§ DATA FOR THE TASK
'''

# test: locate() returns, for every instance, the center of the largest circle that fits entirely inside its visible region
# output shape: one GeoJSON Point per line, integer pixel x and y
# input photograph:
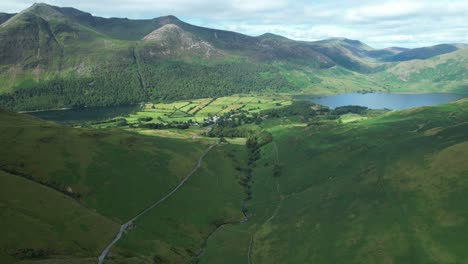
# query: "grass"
{"type": "Point", "coordinates": [39, 218]}
{"type": "Point", "coordinates": [175, 231]}
{"type": "Point", "coordinates": [93, 166]}
{"type": "Point", "coordinates": [384, 189]}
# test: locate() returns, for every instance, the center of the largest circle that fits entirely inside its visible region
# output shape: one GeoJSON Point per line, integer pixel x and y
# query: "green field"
{"type": "Point", "coordinates": [363, 186]}
{"type": "Point", "coordinates": [386, 189]}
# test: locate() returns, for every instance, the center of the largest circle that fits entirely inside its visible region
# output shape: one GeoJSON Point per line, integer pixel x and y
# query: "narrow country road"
{"type": "Point", "coordinates": [127, 224]}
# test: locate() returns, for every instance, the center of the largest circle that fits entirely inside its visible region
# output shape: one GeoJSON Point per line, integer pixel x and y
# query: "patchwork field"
{"type": "Point", "coordinates": [386, 189]}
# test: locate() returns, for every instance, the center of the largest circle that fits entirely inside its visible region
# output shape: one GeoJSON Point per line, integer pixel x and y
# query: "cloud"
{"type": "Point", "coordinates": [386, 23]}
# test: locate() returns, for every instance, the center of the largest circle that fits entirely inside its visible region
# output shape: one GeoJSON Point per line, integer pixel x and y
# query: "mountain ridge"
{"type": "Point", "coordinates": [50, 56]}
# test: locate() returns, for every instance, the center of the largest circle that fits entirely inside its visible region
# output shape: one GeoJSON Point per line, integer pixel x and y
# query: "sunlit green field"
{"type": "Point", "coordinates": [388, 189]}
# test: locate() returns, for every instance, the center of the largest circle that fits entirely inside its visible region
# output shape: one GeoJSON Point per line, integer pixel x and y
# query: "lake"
{"type": "Point", "coordinates": [87, 114]}
{"type": "Point", "coordinates": [384, 100]}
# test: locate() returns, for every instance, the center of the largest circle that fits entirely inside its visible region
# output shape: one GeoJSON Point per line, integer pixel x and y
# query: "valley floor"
{"type": "Point", "coordinates": [304, 184]}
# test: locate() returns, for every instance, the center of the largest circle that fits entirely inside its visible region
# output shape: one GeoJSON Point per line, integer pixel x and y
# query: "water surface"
{"type": "Point", "coordinates": [85, 115]}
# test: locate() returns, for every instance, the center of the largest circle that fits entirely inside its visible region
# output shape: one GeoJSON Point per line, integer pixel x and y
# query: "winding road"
{"type": "Point", "coordinates": [124, 227]}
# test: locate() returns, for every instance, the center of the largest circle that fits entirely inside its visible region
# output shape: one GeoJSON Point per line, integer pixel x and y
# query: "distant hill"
{"type": "Point", "coordinates": [422, 53]}
{"type": "Point", "coordinates": [4, 17]}
{"type": "Point", "coordinates": [52, 57]}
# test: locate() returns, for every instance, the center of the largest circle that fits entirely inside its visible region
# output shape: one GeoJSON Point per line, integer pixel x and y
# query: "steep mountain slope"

'''

§ EXERCISE DIRECTIONS
Do not include images; quote all of the entries above exactly.

§ THE ANSWER
# test: locate() returns, for every instance, the center of the largest circle that fits entirely inside its visible region
# output shape: one GeoJSON Point per line, integer pixel x and y
# input photograph:
# query: "grass"
{"type": "Point", "coordinates": [39, 218]}
{"type": "Point", "coordinates": [175, 231]}
{"type": "Point", "coordinates": [93, 166]}
{"type": "Point", "coordinates": [384, 189]}
# test: locate() returns, for every instance, the center of the largest circle that fits entirely inside its visible region
# output shape: one GeoJSON Point per line, integer pixel x and y
# query: "green field"
{"type": "Point", "coordinates": [363, 186]}
{"type": "Point", "coordinates": [386, 189]}
# test: locate() returns, for every instance, the center of the largest circle that fits entirely inside its visible region
# output shape: one GeoJSON Point per line, integer pixel x and y
# query: "narrow country road"
{"type": "Point", "coordinates": [127, 224]}
# test: locate() returns, for every instance, the center of the largest circle that fits entirely inside its visible region
# output shape: one GeoJSON Point per line, integer pixel x and y
# query: "patchwork field"
{"type": "Point", "coordinates": [386, 189]}
# test: locate() returns, for every instance, the center of the largest circle that fits entirely inside its visible region
# output shape: one GeoJSON Point per line, integer pixel x and y
# query: "cloud"
{"type": "Point", "coordinates": [386, 23]}
# test: locate() returns, for every instance, the center of the largest circle that fits entirely inside its visible region
# output shape: one GeoJSON Point per line, integer pixel x and y
# query: "mountain ridge"
{"type": "Point", "coordinates": [50, 56]}
# test: locate() returns, for every instance, the center of the largest circle that fits entirely inside its visible region
# output shape: one GeoJSON Point per line, integer pixel x and y
# query: "sunlit green field"
{"type": "Point", "coordinates": [388, 189]}
# test: locate() returns, for every instance, the center of the largest circle that fits entirely inside its visible region
# output shape: one GeoJSON Point per line, integer pixel x and y
# query: "lake"
{"type": "Point", "coordinates": [87, 114]}
{"type": "Point", "coordinates": [384, 100]}
# test: locate() returns, for every instance, the center of the largest circle that fits entirely inside its visible region
# output shape: one GeoJSON Point per line, integer pixel x and y
# query: "valley floor"
{"type": "Point", "coordinates": [304, 184]}
# test: locate() returns, for every instance, the center of the largest circle that fits entirely inside its visible region
# output shape: one GeoJSON Point per line, integer pixel x and y
# query: "water surface"
{"type": "Point", "coordinates": [85, 115]}
# test: locate() returns, for every instance, the center of the largest circle that fits entirely inside its visible region
# output shape: one GeoJSON Point per line, integer pixel x and y
# query: "winding road"
{"type": "Point", "coordinates": [124, 227]}
# test: locate() returns, for every instance, the center of the largest circle that fits entirely inside its visible region
# output shape: one GeoJSON Point per line, integer pixel x and y
# query: "distant hill"
{"type": "Point", "coordinates": [422, 53]}
{"type": "Point", "coordinates": [4, 17]}
{"type": "Point", "coordinates": [52, 57]}
# test: locate() returns, for every instance, the center of the largest circle that fits entirely inside its visible region
# output shape: one GeoJSON Point per line, integer pixel x and y
# query: "steep mountain slope"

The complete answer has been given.